**Your task**.
Each record must reappear in the answer exactly as it is written.

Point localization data

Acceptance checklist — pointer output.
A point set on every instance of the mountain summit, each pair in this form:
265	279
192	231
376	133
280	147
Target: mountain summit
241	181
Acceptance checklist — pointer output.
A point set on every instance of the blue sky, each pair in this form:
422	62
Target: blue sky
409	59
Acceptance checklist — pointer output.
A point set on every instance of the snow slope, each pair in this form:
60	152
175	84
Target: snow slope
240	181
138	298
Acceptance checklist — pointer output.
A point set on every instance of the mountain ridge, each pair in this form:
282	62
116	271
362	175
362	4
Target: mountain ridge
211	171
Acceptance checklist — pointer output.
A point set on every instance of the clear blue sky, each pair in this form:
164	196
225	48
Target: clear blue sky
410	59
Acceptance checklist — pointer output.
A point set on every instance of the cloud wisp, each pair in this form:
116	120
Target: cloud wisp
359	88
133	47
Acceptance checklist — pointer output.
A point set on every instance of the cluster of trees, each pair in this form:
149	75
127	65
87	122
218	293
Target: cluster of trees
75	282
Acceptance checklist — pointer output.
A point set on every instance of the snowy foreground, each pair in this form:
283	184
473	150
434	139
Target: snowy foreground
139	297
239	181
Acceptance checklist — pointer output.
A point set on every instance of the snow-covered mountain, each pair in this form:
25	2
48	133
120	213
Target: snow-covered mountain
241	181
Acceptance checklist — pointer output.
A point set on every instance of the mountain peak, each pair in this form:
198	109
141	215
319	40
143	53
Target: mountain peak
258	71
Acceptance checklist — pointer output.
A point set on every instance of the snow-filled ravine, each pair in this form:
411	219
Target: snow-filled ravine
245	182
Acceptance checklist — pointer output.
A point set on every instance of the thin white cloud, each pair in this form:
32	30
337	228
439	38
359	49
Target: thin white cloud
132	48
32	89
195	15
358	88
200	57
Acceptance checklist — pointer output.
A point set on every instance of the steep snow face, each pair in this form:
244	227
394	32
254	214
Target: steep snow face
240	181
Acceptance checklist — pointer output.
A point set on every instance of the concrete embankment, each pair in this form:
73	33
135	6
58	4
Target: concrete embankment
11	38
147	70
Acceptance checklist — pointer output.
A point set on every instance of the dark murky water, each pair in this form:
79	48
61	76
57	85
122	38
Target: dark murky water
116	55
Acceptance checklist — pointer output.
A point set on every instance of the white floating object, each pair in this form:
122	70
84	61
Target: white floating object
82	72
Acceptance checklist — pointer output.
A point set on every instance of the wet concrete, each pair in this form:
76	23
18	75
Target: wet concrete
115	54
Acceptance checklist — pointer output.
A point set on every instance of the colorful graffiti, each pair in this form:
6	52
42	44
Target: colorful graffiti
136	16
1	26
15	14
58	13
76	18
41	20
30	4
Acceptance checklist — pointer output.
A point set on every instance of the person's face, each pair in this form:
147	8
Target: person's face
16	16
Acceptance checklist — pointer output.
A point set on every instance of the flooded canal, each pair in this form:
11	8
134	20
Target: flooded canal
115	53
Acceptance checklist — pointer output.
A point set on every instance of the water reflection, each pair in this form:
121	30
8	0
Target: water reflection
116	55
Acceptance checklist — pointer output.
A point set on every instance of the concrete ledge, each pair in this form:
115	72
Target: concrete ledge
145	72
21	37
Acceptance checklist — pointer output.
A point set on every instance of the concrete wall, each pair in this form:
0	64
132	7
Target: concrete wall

**Result for this task**.
Acceptance checklist — pointer output.
A point set on every instance of the mountain summit, each pair in this form:
265	279
192	231
376	133
280	147
Target: mountain summit
241	181
Acceptance checklist — pointer output.
A point set on every instance of the blue sky, each pair in this form:
422	62
Target: blue sky
409	59
Acceptance checklist — pointer output.
A point set on every instance of the snow slope, each pair in this form:
60	152
175	84
Target: snow slope
240	181
138	298
Acceptance checklist — pointer output.
A point set on every instance of the mountain ridge, each pair in this form:
282	62
116	271
362	175
362	4
Target: mountain ridge
211	171
Acceptance checklist — pointer output.
A point set on every instance of the clear blue sky, each pair in this form:
164	196
225	48
Target: clear blue sky
410	59
Acceptance checklist — pointer output.
A point set on every instance of the cloud wisp, each pair in this form:
116	120
Target: cloud wisp
359	88
133	47
Acceptance checklist — pointer output.
A point set on every instance of the cluster of trees, each pair in this form:
149	75
127	65
87	122
218	293
Target: cluster of trees
75	282
Acceptance checklist — pointer output.
A point set on every instance of the snowy foreground, each pair in this form:
283	184
473	150
434	139
Target: snowy foreground
139	297
239	181
Acceptance checklist — pointer output.
A point set on every instance of the snow-covered mountain, each pair in this form:
25	2
48	133
120	213
Target: snow-covered mountain
241	181
Acceptance checklist — pointer output.
A point set on every instance of the mountain peak, each pair in this form:
198	109
141	215
319	40
143	53
Target: mountain peak
258	71
Acceptance checklist — pointer output.
A point set on every instance of the snow-filled ravine, each pair in this form:
411	219
Target: snow-filled ravine
245	182
Acceptance checklist — pointer output.
A point set on every instance of the thin white cloud, each pair in this form:
32	30
337	228
439	38
359	49
Target: thin white cloud
132	48
32	89
195	15
358	88
200	57
Acceptance checklist — pointer output.
A point set on every instance of the steep snow face, each pair in this form:
244	227
394	32
254	214
Target: steep snow face
240	181
Acceptance checklist — pointer output.
A point set on every instance of the concrete embankment, each pair in this form:
73	33
135	6
58	4
Target: concrete embankment
11	38
147	70
Acceptance checklist — pointer output.
A point set on every instance of the dark murky water, each pair in this form:
79	48
61	76
57	85
122	38
Target: dark murky water
116	55
Acceptance checklist — pointer output.
A point set on every instance of the white floating object, each pair in this form:
122	70
84	61
Target: white floating object
82	72
Acceptance checklist — pointer output.
A point set on every instance of the wet concrete, each pair in this form:
76	23
18	75
Target: wet concrete
115	54
Acceptance checklist — pointer output.
A point set on every instance of the colorful graffiti, each pair in this form:
6	52
42	44
Target: colorful graffiti
136	16
1	26
15	14
58	13
76	18
41	20
30	4
Acceptance checklist — pointer output.
A point set on every instance of the person's face, each pair in this form:
147	8
Target: person's face
16	16
Acceptance checklist — pointer output.
A point set on every instance of the flooded canal, each pair in this form:
11	8
134	20
Target: flooded canal
115	53
Acceptance checklist — pointer output.
A point set on every instance of the water reflection, each pair in this form:
121	30
8	0
Target: water reflection
116	55
Acceptance checklist — pointer output.
A point set on every instance of the concrete ledge, each pair in this form:
115	72
Target: concrete ledge
145	72
21	37
Acceptance checklist — pointer output.
A point set on every instance of the concrete wall, each pair in this form:
0	64
132	7
Target: concrete wall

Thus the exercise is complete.